• REQUIRED WORK: Render the items below as a two-column CSV with the header input,output and one row per item. Put each item's text in a single quoted field under input and its answer in a single quoted field under output, replacing every line break with a space.

• EXTRACTED RECORDS:

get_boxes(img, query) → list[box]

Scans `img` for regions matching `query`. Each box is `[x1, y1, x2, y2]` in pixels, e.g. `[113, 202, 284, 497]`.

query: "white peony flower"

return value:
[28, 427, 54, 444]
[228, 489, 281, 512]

• TASK RESPONSE:
input,output
"get_boxes(img, query) → list[box] Scans `img` for regions matching `query`. Each box is `[x1, y1, x2, y2]` in pixels, e.g. `[113, 202, 284, 497]`. query: ""white peony flower"" return value:","[28, 427, 54, 444] [228, 489, 281, 512]"